* [DOCUMENT EXCERPT]
========
In [1]:
import os
import csv
from os import path
import pandas as pd
import locale
import numpy as np
import math

#pd.set_option('display.max_rows', 500)
pd.reset_option('display.max_rows')

In [2]:
def get_full_file_path(file_path_list, file_name):
    """
    get_full_file_path returns os-specific path for a given filename and path
    :param file_path_list: file path
    :param file_name: file name
    :return: file path string
    """
    path_list = file_path_list + [file_name]
    return os.path.join(*path_list)  # splat * to unpack list arg

def import_csv(filename, import_path=['./']):
    """
    ingest_csv tries to import and read a csv file
    :param filename: string containing filename
    :param import_path: string for specified input folder
    :return: list of data
    """
    full_filepath = get_full_file_path(import_path, filename)  # assume files are in specific directory
    try:
        if path.isfile(full_filepath):
            # copied from https://automatetheboringstuff.com/chapter14/
            file = open(full_filepath, encoding="utf-8")
            reader = csv.reader(file)
            data = list(reader)
            file.close()
            return data
        else:
            raise Exception(FileNotFoundError, full_filepath + ' is not found')
    except Exception as instance:
        return str(instance)
    
def get_dataframe_from_list(data, headers=None):
    """
    get_dataframe_from_list translates raw data to pandas dataframe
    :param data: raw data to convert
    :param headers: list of strings for column titles
    :return: dataframe
    """
========
* [PROVIDED DATA]

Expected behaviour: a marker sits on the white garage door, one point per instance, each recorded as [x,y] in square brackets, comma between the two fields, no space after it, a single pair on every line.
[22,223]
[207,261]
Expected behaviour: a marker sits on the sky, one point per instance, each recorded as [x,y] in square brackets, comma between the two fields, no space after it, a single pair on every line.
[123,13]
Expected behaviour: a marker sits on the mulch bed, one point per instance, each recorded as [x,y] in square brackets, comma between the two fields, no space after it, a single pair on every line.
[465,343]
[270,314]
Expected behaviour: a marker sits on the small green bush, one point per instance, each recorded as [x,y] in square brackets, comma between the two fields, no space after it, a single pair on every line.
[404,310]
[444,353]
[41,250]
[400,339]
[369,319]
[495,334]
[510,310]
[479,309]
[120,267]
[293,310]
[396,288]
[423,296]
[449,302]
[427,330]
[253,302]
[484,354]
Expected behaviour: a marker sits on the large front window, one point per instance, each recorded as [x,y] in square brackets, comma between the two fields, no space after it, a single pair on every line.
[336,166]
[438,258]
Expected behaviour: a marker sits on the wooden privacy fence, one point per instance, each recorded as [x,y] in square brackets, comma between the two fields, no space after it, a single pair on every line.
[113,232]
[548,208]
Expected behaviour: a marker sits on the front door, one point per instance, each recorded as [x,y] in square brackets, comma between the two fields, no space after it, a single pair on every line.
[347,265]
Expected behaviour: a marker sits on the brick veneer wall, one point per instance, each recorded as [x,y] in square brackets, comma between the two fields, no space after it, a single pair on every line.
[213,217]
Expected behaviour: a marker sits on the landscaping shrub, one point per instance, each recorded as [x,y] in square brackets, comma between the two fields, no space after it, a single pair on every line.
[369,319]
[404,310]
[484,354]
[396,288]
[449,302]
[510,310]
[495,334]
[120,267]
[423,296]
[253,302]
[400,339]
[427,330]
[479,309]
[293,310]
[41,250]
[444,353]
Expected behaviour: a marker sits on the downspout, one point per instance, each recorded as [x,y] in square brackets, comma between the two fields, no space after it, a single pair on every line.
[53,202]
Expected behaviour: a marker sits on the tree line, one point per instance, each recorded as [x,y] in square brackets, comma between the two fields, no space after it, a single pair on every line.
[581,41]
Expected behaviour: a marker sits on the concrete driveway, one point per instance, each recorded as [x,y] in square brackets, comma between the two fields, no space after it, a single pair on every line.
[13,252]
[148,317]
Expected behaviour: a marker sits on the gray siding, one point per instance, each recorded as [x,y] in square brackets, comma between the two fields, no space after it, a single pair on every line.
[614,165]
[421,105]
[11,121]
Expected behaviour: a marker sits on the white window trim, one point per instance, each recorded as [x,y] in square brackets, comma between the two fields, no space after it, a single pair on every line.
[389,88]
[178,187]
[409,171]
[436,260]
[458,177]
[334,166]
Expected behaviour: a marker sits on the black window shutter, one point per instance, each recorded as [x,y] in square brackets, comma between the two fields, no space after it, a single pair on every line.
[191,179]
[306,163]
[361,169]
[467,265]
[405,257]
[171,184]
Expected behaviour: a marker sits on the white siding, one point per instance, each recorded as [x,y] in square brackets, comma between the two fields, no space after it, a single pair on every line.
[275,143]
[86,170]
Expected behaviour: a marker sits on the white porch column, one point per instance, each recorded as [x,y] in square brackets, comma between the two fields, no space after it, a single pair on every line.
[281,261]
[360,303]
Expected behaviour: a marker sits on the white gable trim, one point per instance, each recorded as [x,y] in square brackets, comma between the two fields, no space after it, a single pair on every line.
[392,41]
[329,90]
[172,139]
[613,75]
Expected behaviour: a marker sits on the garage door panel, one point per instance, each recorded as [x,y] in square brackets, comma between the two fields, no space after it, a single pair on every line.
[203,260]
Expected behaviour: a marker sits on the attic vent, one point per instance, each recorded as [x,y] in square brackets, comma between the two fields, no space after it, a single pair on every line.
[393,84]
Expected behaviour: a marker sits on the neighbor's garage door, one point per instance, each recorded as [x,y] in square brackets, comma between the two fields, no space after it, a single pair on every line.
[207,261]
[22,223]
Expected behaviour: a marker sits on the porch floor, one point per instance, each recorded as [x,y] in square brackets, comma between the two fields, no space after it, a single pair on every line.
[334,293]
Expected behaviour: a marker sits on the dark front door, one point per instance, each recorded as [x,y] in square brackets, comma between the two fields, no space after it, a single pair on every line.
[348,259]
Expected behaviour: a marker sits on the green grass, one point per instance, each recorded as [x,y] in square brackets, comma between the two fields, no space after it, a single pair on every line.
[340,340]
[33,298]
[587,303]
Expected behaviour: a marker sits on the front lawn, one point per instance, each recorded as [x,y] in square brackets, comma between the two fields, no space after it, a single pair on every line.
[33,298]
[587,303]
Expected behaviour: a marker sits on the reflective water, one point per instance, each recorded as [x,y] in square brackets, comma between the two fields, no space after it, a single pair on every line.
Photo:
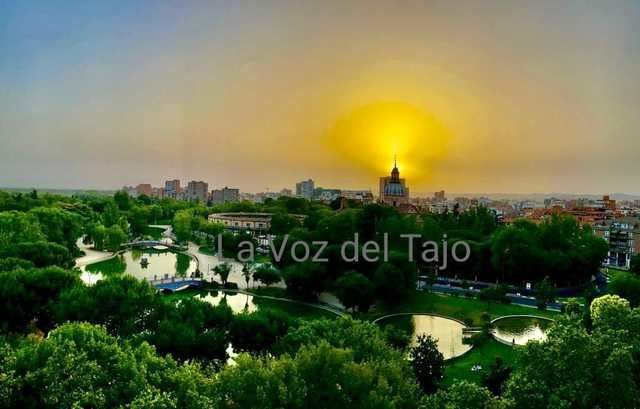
[520,330]
[238,302]
[142,264]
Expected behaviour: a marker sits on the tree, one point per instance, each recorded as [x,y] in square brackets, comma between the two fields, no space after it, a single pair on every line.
[258,331]
[494,294]
[183,225]
[427,363]
[223,270]
[115,237]
[110,214]
[246,273]
[122,200]
[635,264]
[266,274]
[80,365]
[577,369]
[317,377]
[41,254]
[17,227]
[139,217]
[609,310]
[462,395]
[626,285]
[59,226]
[389,283]
[29,296]
[122,304]
[305,280]
[498,374]
[13,263]
[355,290]
[282,223]
[545,293]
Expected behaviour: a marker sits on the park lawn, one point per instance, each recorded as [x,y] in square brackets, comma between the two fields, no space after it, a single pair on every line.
[459,368]
[457,307]
[113,266]
[300,311]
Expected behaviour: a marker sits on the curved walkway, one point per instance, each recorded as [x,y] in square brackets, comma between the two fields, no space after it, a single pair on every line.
[399,314]
[91,255]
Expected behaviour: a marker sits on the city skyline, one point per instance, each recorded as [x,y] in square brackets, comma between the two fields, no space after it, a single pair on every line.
[505,98]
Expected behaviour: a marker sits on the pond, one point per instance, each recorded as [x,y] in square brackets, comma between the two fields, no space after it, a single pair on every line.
[447,332]
[520,330]
[237,302]
[159,264]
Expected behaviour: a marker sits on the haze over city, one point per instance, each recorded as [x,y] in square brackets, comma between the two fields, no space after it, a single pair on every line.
[481,97]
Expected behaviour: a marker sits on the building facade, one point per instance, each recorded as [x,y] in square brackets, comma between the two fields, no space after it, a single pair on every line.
[305,189]
[197,191]
[225,195]
[623,237]
[254,222]
[172,189]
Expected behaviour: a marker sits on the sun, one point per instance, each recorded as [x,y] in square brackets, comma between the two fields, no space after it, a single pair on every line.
[371,135]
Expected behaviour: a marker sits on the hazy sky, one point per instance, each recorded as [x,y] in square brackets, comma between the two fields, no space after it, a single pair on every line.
[473,96]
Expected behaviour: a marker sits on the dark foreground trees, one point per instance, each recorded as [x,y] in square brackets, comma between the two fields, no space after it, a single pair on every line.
[427,363]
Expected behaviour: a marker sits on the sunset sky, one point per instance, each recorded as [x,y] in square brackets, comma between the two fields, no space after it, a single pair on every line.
[473,96]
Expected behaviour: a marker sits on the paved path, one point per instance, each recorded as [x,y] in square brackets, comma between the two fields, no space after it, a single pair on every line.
[515,299]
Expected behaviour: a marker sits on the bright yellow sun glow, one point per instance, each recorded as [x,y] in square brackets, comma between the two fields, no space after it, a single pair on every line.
[371,135]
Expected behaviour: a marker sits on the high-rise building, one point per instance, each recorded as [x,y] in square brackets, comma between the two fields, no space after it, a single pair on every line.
[439,196]
[144,189]
[305,189]
[364,196]
[225,195]
[172,189]
[623,237]
[197,191]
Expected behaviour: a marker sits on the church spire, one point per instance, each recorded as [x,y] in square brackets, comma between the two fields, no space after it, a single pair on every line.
========
* [CHALLENGE]
Duplicate the Python notebook excerpt word for word, starting with "full_filepath = get_full_file_path(import_path, filename)" and going on through "is not found')". The data shown here has no connection to the Python notebook excerpt.

* [TASK ANSWER]
full_filepath = get_full_file_path(import_path, filename)  # assume files are in specific directory
    try:
        if path.isfile(full_filepath):
            # copied from https://automatetheboringstuff.com/chapter14/
            file = open(full_filepath, encoding="utf-8")
            reader = csv.reader(file)
            data = list(reader)
            file.close()
            return data
        else:
            raise Exception(FileNotFoundError, full_filepath + ' is not found')